Objetivo de la tarea:
Prosigue el texto sobre el discurso de Felipe VI y la ruptura con el consenso a partir de su última oración.

Fuente:
--- --- ---

En mi artículo anterior, “Felipe VI rompe por fin con el perverso consenso” analicé la importancia del discurso del rey el pasado 3 de octubre de 2017 (2 días después de celebrarse el referéndum ilegal separatista organizado por el gobierno de la Generalidad de Cataluña). Con su mensaje, Felipe VI inauguró, quizá sin ser plenamente consciente de ello, una nueva etapa en nuestra vida política. Esta nueva fase se caracteriza por la ruptura con el consenso. El consenso ha sido, hasta este momento, la norma suprema del régimen del 78. En términos de jerarquía política se puede afirmar que ha funcionado como la verdadera Ley Fundamental de nuestro sistema: el pacto del consenso da lugar a la Constitución de 1978, y la interpretación de la Constitución se tendría que realizar siempre sobre los fundamentos del consenso.

--- --- ---

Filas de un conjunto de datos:
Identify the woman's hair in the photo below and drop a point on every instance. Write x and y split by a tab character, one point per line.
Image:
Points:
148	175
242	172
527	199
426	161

--- --- ---

Respuesta a la tarea:
Lo señaló en su momento Javier Tusell, citando un anterior trabajo realizado por Miquel Roca Junyent (uno de los padres de la Constitución): nuestro régimen no nace únicamente del consenso sino que necesita del consenso para su funcionamiento. También Óscar Alzaga, en su discurso de ingreso en la Real Academia de Ciencias Morales y Políticas en 2010, subrayó lo anterior. Alzaga analiza el origen consensual de nuestro régimen y llega a la conclusión de que nuestro régimen requiere también de la utilización permanente del consenso en su propio funcionamiento: lo que él denomina las “prácticas postconstitucionales”. Y todo ello para evitar “la instauración de una dinámica de discordia en la sociedad española”. Pues bien, ha sucedido todo lo contrario: la discordia en la sociedad española se ha declarado por la aplicación del consenso, y sería el momento ahora de llegar a la convivencia aplicando el disenso y la democracia.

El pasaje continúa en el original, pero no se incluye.